**WHAT IS NEEDED:** Repeat every line of the material, character for character.

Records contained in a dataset
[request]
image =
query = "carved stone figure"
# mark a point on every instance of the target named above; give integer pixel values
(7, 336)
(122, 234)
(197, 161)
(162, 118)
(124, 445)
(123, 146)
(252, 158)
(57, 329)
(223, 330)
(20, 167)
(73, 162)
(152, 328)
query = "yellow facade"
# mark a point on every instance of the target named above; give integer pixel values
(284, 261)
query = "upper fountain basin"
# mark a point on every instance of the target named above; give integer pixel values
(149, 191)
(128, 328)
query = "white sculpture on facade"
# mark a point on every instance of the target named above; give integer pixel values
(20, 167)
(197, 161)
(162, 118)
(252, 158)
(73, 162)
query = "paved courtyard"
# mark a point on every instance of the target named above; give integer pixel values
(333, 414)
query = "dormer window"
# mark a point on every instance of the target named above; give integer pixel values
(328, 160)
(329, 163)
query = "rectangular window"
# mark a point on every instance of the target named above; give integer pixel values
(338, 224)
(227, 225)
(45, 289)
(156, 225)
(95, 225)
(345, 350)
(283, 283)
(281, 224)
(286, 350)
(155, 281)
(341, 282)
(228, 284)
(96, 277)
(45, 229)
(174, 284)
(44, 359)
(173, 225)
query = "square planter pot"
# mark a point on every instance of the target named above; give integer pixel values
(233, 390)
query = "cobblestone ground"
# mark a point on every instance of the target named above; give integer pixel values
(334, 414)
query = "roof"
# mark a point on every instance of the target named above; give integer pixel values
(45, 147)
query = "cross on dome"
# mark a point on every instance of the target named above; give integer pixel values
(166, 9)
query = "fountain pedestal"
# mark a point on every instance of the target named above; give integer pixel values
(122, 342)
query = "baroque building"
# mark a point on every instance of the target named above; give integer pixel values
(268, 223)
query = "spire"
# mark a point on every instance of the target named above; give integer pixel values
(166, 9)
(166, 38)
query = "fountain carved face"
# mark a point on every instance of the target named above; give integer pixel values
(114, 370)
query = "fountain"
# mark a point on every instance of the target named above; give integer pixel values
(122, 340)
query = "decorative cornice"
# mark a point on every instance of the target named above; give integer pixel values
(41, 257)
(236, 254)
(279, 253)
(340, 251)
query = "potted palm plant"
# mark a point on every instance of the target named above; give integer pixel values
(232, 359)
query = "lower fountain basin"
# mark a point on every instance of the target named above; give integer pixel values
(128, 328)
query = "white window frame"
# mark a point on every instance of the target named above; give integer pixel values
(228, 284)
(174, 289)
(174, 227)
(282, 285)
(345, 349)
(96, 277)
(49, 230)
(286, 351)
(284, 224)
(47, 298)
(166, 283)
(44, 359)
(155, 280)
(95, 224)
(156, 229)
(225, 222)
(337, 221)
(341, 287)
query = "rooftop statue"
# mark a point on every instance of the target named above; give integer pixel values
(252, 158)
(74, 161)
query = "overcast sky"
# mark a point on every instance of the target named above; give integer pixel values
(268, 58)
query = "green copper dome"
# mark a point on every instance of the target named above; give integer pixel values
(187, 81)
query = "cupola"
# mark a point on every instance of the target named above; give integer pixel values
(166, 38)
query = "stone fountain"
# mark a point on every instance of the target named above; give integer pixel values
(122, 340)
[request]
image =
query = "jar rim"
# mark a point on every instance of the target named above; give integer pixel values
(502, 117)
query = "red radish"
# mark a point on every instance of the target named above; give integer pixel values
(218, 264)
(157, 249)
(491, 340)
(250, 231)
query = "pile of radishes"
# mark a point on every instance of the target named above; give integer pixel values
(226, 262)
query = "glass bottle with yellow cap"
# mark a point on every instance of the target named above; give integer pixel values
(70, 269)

**EXPECTED OUTPUT:**
[request]
image =
query = "carved stone figure"
# mark a point on every instance of the target named above; give integer pixel values
(7, 336)
(122, 234)
(197, 161)
(162, 118)
(124, 445)
(123, 146)
(252, 158)
(57, 329)
(223, 330)
(20, 167)
(73, 162)
(152, 328)
query = "yellow facade"
# mark a point on every instance of the target named above; give integer pixel values
(284, 261)
query = "upper fountain basin"
# mark a point on every instance of the target named above; give integer pixel values
(149, 191)
(128, 328)
query = "white sculpture on facade"
# mark a point on every instance of the target named above; give integer pixel values
(20, 167)
(197, 161)
(162, 118)
(252, 158)
(73, 162)
query = "paved courtyard"
# mark a point on every instance of the target named above; give integer pixel values
(333, 414)
query = "dormer window"
# mark a point on every instance of the target named above; give integer pixel values
(328, 160)
(329, 163)
query = "rectangular window"
# mark a point on every instance of the target named above; give integer pixel values
(338, 224)
(227, 225)
(45, 289)
(156, 225)
(95, 225)
(345, 350)
(283, 283)
(281, 224)
(286, 350)
(155, 281)
(341, 282)
(228, 284)
(96, 277)
(45, 229)
(174, 284)
(44, 359)
(173, 225)
query = "square planter pot"
# mark a point on every instance of the target named above; give integer pixel values
(233, 390)
query = "cobblestone ground"
# mark a point on every instance of the target named above; give integer pixel values
(334, 414)
query = "roof"
# mark a point on every instance of the target named above; give integer pixel values
(45, 147)
query = "cross on dome"
# mark a point on every instance of the target named above; give integer pixel values
(166, 9)
query = "fountain pedestal"
# mark a point on every instance of the target named above; give integer pixel values
(122, 342)
query = "baroque building"
# mark a point on every instance of the target named above; give integer pixel values
(268, 223)
query = "spire"
# mark a point on every instance of the target named above; give integer pixel values
(166, 9)
(166, 38)
query = "fountain carved face"
# mark a point on every instance of the target named above; give integer pixel values
(114, 370)
query = "fountain"
# mark a point on every instance of the target named above; give integer pixel values
(122, 340)
query = "decorative cornice"
# mark a point on every instance of the target named above; give integer pixel values
(41, 257)
(236, 254)
(279, 253)
(340, 251)
query = "potted palm plant"
# mark a point on every instance of the target named above; give integer pixel values
(232, 359)
query = "lower fountain basin"
# mark a point on every instance of the target named above; give integer pixel values
(128, 328)
query = "white window frame"
# mark a point on every instance of the target named above; give integer pixel values
(228, 284)
(174, 289)
(174, 227)
(282, 285)
(345, 349)
(96, 277)
(49, 230)
(286, 351)
(284, 224)
(47, 298)
(166, 283)
(44, 359)
(155, 280)
(95, 224)
(156, 229)
(225, 222)
(337, 221)
(341, 287)
query = "rooftop statue"
# mark a point on every instance of the target named above; give integer pixel values
(252, 158)
(74, 161)
query = "overcast sky"
# mark a point on every instance of the target named above; give integer pixel values
(268, 58)
query = "green copper dome"
# mark a point on every instance of the target named above; give integer pixel values
(187, 81)
query = "cupola"
# mark a point on every instance of the target named above; give integer pixel values
(166, 38)
query = "stone fountain"
# mark a point on every instance of the target named above; give integer pixel values
(122, 340)
[request]
image =
query = "jar rim"
# mark a point on every instance of the target named above; give integer pixel values
(502, 117)
query = "red radish"
# mark a point on every instance of the target named above; give integer pixel values
(218, 264)
(157, 249)
(491, 340)
(250, 231)
query = "pile of radishes"
# mark a point on every instance of the target named above; give integer pixel values
(226, 262)
query = "glass bottle with yellow cap"
# mark a point on every instance of the target named above; give integer pixel values
(70, 269)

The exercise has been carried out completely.